Income is recognised in the income statement when earned, whereas costs are recognised by the amounts attributable to this financial year.

Foreign currency translation

On initial recognition, foreign currency transactions are translated applying the exchange rate at the transaction date. Receivables, payables and other monetary items denominated in foreign currencies that have not been settled at the balance sheet date are translated using the exchange rate at the balance sheet date. Exchange differences that arise between the rate at the transaction date and the rate in effect at the payment date, or the rate at the balance sheet date, are recognised in the income statement as financial income or financial expenses.

Income statement

Gross profit or loss

The Company has decided to aggregate certain items of the Income Statement in accordance with the provisions of Section 32 of the Danish Financial Statements Act.

Revenue

Revenue from the sale of goods and services in the income statement when the risk has passed to the buyer. Revenue is recognised net of VAT, duties and sales discounts and is measured at fair value of the consideration fixed.

Own work capitalised

Own work capitalised comprises staff costs and other costs incurred in the financial year and recognised in cost for proprietary intangible assets and property, plant and equipment.

Other operating income

Other operating income comprises income of a secondary nature as viewed in relation to the Entity's primary activities.

Cost of sales

Cost of sales comprises goods consumed in the financial year measured at cost, adjusted for ordinary inventory write downs.

Other external expenses

Other external expenses include expenses relating to the Entity's ordinary activities, including expenses for premises, stationery and office supplies, marketing costs, etc. This item also includes write-downs of receivables recognised in current assets.

----

## Written instruction 1
Write out the stretch of the accounting policies text from "Income is recognised" through "or financial expenses.".
## Written instruction 2
In the accounting policies text, what exchange rate is used to translate foreign currency transactions on initial recognition?
## Written instruction 3
Give what comes next in the accounting policies text, picking up after its final sentence.
The lines after this come from a separate source.

----

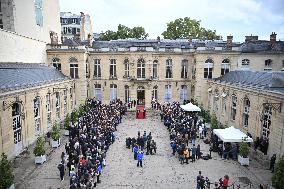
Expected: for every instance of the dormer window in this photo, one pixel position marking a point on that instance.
(268, 65)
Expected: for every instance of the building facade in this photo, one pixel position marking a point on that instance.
(76, 26)
(33, 95)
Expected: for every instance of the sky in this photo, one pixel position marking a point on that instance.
(228, 17)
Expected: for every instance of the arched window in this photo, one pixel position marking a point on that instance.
(246, 111)
(98, 92)
(141, 68)
(245, 62)
(155, 93)
(37, 114)
(234, 107)
(268, 65)
(184, 69)
(97, 68)
(155, 69)
(126, 94)
(208, 68)
(56, 63)
(73, 68)
(225, 66)
(168, 93)
(17, 125)
(126, 68)
(183, 94)
(113, 92)
(169, 68)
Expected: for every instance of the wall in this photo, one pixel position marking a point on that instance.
(16, 48)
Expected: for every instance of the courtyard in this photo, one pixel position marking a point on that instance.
(161, 170)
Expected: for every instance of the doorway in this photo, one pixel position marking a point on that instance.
(140, 95)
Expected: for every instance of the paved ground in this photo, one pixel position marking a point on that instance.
(160, 171)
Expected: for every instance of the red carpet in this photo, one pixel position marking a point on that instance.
(140, 114)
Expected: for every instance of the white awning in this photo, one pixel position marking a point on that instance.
(223, 95)
(232, 134)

----

## Final result 1
Income is recognised in the income statement when earned, whereas costs are recognised by the amounts attributable to this financial year.

Foreign currency translation

On initial recognition, foreign currency transactions are translated applying the exchange rate at the transaction date. Receivables, payables and other monetary items denominated in foreign currencies that have not been settled at the balance sheet date are translated using the exchange rate at the balance sheet date. Exchange differences that arise between the rate at the transaction date and the rate in effect at the payment date, or the rate at the balance sheet date, are recognised in the income statement as financial income or financial expenses.

## Final result 2
The exchange rate at the transaction date.

## Final result 3
Staff costs

Staff costs comprise salaries and wages, and social security contributions, pension contributions, etc for entity staff.

Repayments from public authorities are deducted from staff costs.

Depreciation, amortisation and impairment losses

Depreciation, amortisation, and impairment losses relating to property, plant and equipment and intangible assets comprise depreciation, amortisation and impairment losses for the financial year, and gains and losses from the sale of [intangible assets and] property, plant and equipment.

Other financial income

Other financial income comprises dividends etc received on other investments, interest income, including interest income on receivables from group enterprises, net capital or exchange gains on securities, payables and transactions in foreign currencies, amortisation of financial assets, and tax relief under the Danish Tax Prepayment Scheme etc.

Other financial expenses

Other financial expenses comprise interest expenses, including interest expenses on payables to group enterprises, net capital or exchange losses on securities, payables and transactions in foreign currencies, amortisation of financial liabilities, and tax surcharge under the Danish Tax Prepayment Scheme etc.

Tax on profit/loss for the year

Tax for the year consists of current tax for the year and changes in deferred tax for the year. The tax attributable to the profit for the year is recognised in the income statement, whereas the tax attributable to equity transactions is recognised directly in equity.

The Entity is jointly taxed with all Danish group enterprises. The current Danish income tax is allocated among the jointly taxed entities proportionally to their taxable income (full allocation with a refund concerning tax losses).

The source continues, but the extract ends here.